## Tasks to carry out
**a.** In the Warwickshire Police article, who officially opened the Warwickshire Justice Centre, and on what date?
**b.** Please carry on the Warwickshire Police article from its final line.

## Document passage
Agency overview
- Formed: 1840; 186 years ago
- Employees: 1,937 (2020)
- Volunteers: 165 (2020)
- Annual budget: £80.1 million

Jurisdictional structure
- Operations jurisdiction: Warwickshire, England
- Jurisdictional area shown within England
- Size: 762 square miles (1,970 km^{2})
- Population: 554,002
- Legal jurisdiction: England & Wales
- Constituting instrument: Police Act 1996;
- General nature: Local civilian police;

Operational structure
- Overseen by: His Majesty's Inspectorate of Constabulary and Fire & Rescue Services; Independent Office for Police Conduct;
- Headquarters: Leek Wootton
- Police officers: 1,126 (2024); 64 special constables (2024);
- PCSOs: 58 (2024)
- Police and crime commissioner responsible: Philip Seccombe;
- Agency executive: Alex Franklin-Smith, Chief constable;
- Districts/Boroughs: 2 districts and 3 boroughs

Facilities
- Stations: 15

Website
- www.warwickshire.police.uk

= Warwickshire Police =

English territorial police force

Warwickshire Police is the territorial police force responsible for policing Warwickshire in England. It is the second smallest territorial police force in England and Wales after the City of London Police, with 1,126 regular officers as of July 2024. The resident population of the force area is 554,002.

==History==
The force was established in 1840 as Warwickshire Constabulary. It did not, however, even cover all the rural areas of the county until 1857. Birmingham, Coventry, Leamington Spa, Stratford-upon-Avon and Warwick originally had their own police forces. The Warwickshire force absorbed Warwick Borough Police in 1875 and Stratford-upon-Avon Borough Police in 1889 with Leamington Borough Police lasting until 1946. In 1969, Coventry City Police amalgamated with Warwickshire Constabulary and the force became Warwickshire and Coventry Constabulary. However, with the inclusion of Coventry in the new county of the West Midlands in 1974, Coventry passed to the new West Midlands Police, which also took over the areas of the Birmingham City Police and part of the northwestern area of Warwickshire (around Solihull and Sutton Coldfield). Warwickshire Constabulary reverted to its old name. In 2001, its name was changed to Warwickshire Police.

Under proposals announced by the then Home Secretary, Charles Clarke, on 6 February 2006, Warwickshire Police would have merged with Staffordshire Police, West Mercia Constabulary and West Midlands Police to form a single strategic force for the West Midlands region. These proposals were subsequently abandoned.

Warwickshire Police was until April 2007 a partner alongside three other forces in the Central Motorway Police Group.

In December 2010, the Warwickshire Justice Centre was completed in Newbold Terrace, Leamington Spa. As well as a police station, the complex houses the magistrates' court, Crown Court, County Court, and other agencies such as the Probation Service and Victim Support. It was officially opened by Queen Elizabeth II on 4 March 2011. A similar complex was already in operation in Nuneaton.

===Chief constables===
The force has had a number of chief constables since 1857:
- 1857–1876: James Issac
- 1876–1892: J. H. Kinchant (fled to India and dismissed)

## Supplied information
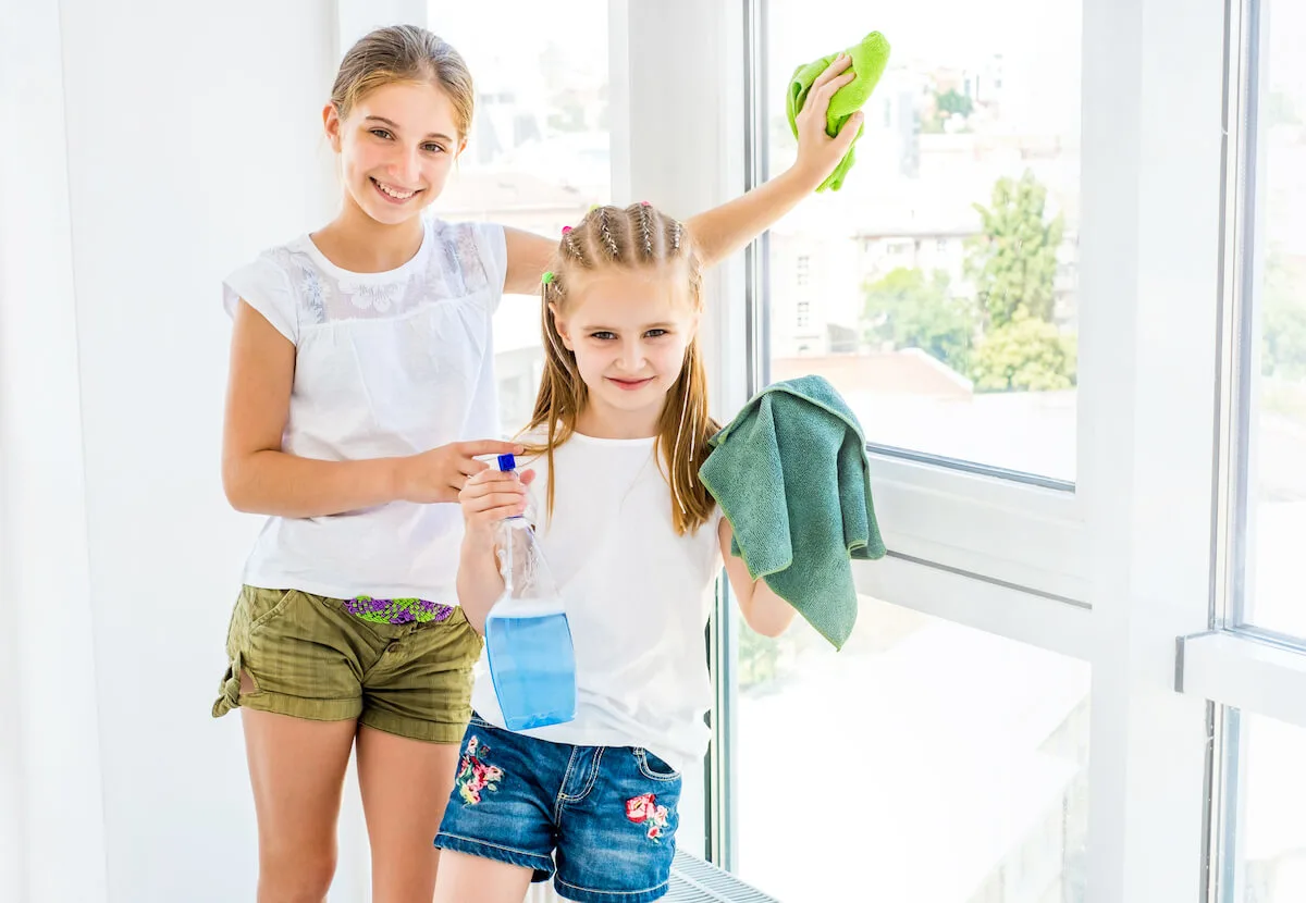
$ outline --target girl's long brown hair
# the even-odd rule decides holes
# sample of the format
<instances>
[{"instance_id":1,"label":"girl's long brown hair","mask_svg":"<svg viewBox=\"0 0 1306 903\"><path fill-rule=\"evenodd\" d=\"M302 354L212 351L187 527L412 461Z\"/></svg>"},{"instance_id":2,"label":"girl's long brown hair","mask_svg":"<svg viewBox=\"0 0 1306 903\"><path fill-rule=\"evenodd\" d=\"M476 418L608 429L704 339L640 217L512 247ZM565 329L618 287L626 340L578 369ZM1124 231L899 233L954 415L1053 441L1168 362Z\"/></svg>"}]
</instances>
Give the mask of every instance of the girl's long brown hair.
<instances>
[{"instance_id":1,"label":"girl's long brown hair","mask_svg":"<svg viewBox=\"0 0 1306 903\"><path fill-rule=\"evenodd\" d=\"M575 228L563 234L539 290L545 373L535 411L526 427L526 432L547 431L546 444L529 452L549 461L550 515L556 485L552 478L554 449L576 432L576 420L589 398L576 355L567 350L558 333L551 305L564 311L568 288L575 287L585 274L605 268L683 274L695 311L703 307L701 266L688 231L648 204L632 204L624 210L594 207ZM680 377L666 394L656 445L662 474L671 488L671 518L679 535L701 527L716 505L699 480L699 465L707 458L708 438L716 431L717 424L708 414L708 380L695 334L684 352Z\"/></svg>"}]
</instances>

## Answers
**a.** Queen Elizabeth II opened it on 4 March 2011.

**b.**
- 1892–1929: Captain John Turner Brinkley
- 1929–1948: E. K. H. Kemble
- 1948–1958: Lt-Col. Geoffrey C. White
- 1958–1964: Peter Ewan Brodie
- 1964–1976: Richard Bonnar Matthews
- 1976–1978: Albert Laugharne
- 1978–1983: Roger Birch
- 1983–1998: Peter D. Joslin
- 1998–2000: Andrew C. Timpson
- 2000–2006: John Burbeck
- 2006–2011: Keith Bristow
- 2011–2015: Andy Parker
- 2015–2021: Martin Jelley
- 2021–2024: Debbie Tedds
- 2024–present: Alex Franklin-Smith

==Organisation==

Warwickshire Police Ford Ranger pictured in 2020

The force is run by a chief constable, a Deputy chief constable, an assistant chief constable. As of September 2020, the force has 1,041 police officers, 100 special constables, 87 police community support officers (PCSO), 65 police support volunteers (PSV), and 809 staff.

The county is divided into five districts and boroughs (based on local government districts/boroughs). There are 33 local policing teams within Warwickshire Police – called Safer Neighbourhood Teams,

- North Warwickshire Borough
- Nuneaton and Bedworth Borough
- Rugby Borough
- Stratford-on-Avon District
- Warwick District

The districts and boroughs are grouped into three policing areas, each commanded by a superintendent. North Warwickshire, Nuneaton and Bedworth make up the North Warwickshire policing area, Rugby makes up the East Warwickshire policing area and Leamington, Warwick and Stratford-on-Avon make up the South Warwickshire policing area.

The current chief constable is Debbie Tedds, who was appointed in July 2021 following the retirement of her predecessor Martin Jelley.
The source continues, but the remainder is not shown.